- [Your task]:
What lines in the records below contain the string "single"? Copy every one.

(Natural language region descriptions)
※

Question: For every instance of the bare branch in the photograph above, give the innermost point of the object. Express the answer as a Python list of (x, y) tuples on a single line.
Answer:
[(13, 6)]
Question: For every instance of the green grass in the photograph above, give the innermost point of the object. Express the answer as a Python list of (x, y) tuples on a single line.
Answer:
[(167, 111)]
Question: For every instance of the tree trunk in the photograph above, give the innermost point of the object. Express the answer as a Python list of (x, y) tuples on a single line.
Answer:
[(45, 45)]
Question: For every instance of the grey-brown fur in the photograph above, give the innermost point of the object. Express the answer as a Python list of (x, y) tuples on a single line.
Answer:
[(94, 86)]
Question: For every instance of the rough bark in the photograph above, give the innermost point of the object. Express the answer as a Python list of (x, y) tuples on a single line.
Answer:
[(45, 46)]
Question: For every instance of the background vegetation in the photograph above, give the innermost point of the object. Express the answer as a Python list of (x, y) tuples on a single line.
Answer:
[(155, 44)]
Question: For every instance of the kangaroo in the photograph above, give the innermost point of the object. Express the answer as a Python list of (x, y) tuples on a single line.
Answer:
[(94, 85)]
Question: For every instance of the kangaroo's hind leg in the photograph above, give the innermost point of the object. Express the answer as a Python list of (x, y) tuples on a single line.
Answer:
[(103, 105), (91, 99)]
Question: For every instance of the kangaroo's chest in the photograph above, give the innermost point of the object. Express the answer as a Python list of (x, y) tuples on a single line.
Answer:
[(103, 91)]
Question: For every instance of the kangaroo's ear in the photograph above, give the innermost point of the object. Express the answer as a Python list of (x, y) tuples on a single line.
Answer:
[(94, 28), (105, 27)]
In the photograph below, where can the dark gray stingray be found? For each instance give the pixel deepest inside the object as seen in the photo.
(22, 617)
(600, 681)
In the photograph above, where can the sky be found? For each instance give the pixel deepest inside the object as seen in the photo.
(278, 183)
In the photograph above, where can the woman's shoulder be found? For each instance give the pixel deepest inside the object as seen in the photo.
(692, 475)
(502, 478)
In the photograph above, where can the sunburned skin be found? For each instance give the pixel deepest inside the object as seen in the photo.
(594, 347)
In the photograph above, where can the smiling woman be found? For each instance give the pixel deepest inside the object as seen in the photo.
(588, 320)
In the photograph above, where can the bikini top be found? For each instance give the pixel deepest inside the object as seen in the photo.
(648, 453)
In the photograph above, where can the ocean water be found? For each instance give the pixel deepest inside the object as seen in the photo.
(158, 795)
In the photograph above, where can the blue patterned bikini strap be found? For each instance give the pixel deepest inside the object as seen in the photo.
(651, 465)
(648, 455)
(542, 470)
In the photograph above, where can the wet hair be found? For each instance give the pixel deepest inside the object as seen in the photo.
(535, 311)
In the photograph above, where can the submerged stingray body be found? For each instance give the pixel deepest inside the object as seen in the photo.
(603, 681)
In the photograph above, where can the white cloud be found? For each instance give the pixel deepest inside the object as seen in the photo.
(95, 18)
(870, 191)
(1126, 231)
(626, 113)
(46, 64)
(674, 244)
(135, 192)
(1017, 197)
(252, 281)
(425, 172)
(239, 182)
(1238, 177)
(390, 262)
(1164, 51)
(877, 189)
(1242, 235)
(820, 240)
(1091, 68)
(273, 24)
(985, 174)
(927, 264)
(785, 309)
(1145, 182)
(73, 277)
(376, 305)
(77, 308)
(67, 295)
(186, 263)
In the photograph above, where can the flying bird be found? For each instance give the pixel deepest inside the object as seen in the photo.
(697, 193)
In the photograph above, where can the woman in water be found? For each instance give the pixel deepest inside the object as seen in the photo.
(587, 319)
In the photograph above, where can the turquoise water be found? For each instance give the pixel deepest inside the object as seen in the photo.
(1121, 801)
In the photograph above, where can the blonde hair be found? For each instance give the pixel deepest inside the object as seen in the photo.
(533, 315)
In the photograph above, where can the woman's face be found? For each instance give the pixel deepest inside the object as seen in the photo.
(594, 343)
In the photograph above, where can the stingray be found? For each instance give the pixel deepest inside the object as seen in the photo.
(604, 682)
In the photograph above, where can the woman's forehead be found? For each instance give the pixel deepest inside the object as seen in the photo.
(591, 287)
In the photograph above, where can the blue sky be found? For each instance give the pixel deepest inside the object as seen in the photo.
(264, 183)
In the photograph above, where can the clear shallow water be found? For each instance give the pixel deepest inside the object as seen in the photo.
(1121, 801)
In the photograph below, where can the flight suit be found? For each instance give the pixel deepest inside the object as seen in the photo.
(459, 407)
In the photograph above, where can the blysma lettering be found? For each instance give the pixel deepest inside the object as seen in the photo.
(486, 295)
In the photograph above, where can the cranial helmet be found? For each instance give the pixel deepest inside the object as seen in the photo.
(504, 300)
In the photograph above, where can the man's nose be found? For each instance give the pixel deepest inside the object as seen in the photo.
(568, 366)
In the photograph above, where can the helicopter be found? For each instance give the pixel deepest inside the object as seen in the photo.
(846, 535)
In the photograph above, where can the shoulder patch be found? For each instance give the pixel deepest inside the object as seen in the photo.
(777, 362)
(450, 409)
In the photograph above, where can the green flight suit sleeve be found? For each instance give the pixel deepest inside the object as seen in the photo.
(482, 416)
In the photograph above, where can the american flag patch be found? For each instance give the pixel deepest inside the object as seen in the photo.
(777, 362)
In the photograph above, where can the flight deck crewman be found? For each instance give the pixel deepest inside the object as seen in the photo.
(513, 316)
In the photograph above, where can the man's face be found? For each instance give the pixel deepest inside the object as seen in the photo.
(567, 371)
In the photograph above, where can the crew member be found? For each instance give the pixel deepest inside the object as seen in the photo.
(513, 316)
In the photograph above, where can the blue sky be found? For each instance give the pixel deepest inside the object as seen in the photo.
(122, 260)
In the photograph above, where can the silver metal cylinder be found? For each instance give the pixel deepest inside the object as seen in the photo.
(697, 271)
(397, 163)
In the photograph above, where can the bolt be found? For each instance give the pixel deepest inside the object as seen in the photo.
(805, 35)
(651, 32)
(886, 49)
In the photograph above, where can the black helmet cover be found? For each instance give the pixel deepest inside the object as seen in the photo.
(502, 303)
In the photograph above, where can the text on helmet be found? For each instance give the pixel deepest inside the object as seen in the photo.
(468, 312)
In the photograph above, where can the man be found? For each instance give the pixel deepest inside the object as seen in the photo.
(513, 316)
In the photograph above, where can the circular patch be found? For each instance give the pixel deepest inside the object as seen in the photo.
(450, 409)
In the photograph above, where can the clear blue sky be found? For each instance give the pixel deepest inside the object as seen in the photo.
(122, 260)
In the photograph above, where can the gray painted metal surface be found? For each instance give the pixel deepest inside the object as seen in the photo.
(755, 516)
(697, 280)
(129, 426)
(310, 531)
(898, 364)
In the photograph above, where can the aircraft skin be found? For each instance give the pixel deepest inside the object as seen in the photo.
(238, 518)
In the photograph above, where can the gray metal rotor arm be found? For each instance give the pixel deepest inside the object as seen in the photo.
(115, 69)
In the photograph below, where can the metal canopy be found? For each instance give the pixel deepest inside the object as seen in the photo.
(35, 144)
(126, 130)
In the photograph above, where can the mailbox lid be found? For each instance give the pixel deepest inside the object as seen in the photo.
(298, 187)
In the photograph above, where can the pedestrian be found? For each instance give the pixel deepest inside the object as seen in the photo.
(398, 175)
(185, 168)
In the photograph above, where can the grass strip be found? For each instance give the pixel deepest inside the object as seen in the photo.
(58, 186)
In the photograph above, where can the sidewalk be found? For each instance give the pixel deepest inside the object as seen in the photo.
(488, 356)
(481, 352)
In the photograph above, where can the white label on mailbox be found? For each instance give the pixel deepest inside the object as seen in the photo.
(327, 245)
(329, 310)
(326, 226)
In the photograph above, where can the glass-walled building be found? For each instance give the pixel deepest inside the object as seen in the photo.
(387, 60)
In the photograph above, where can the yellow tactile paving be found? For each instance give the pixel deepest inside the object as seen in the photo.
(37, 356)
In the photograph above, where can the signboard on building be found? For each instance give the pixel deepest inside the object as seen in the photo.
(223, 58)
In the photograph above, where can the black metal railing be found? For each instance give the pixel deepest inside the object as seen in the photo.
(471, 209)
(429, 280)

※

- [Task output]:
Question: For every instance of the bare branch in the photograph above, give the innermost point of the object. Express the answer as a Python list of (x, y) tuples on a single line.
Question: For every instance of the green grass in the photograph above, give the innermost point of the object. Express the answer as a Python list of (x, y) tuples on a single line.
Question: For every instance of the tree trunk in the photograph above, give the innermost point of the object. Express the answer as a Python list of (x, y) tuples on a single line.
Question: For every instance of the grey-brown fur in the photograph above, give the innermost point of the object. Express the answer as a Python list of (x, y) tuples on a single line.
Question: For every instance of the rough bark in the photograph above, give the innermost point of the object. Express the answer as a Python list of (x, y) tuples on a single line.
Question: For every instance of the background vegetation in the photograph above, give the innermost point of the object. Express the answer as a Python list of (x, y) tuples on a single line.
Question: For every instance of the kangaroo in the photograph above, give the innermost point of the object. Express the answer as a Python list of (x, y) tuples on a single line.
Question: For every instance of the kangaroo's hind leg in the photograph above, give the innermost point of the object. Express the answer as a Python list of (x, y) tuples on a single line.
Question: For every instance of the kangaroo's chest in the photograph above, give the innermost point of the object. Express the answer as a Python list of (x, y) tuples on a single line.
Question: For every instance of the kangaroo's ear in the photograph above, give the innermost point of the object. Express the answer as a Python list of (x, y) tuples on a single line.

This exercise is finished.